# BRIEF
Repeat the data below line for line, without changing anything.

# RECORDS FOR THE TASK
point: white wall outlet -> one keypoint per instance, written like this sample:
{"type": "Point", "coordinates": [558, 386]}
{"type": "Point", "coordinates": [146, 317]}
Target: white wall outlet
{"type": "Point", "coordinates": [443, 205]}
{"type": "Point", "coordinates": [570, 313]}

# SOLUTION
point: white wall outlet -> one keypoint per instance, written like this sample:
{"type": "Point", "coordinates": [558, 386]}
{"type": "Point", "coordinates": [146, 317]}
Target: white wall outlet
{"type": "Point", "coordinates": [443, 205]}
{"type": "Point", "coordinates": [570, 313]}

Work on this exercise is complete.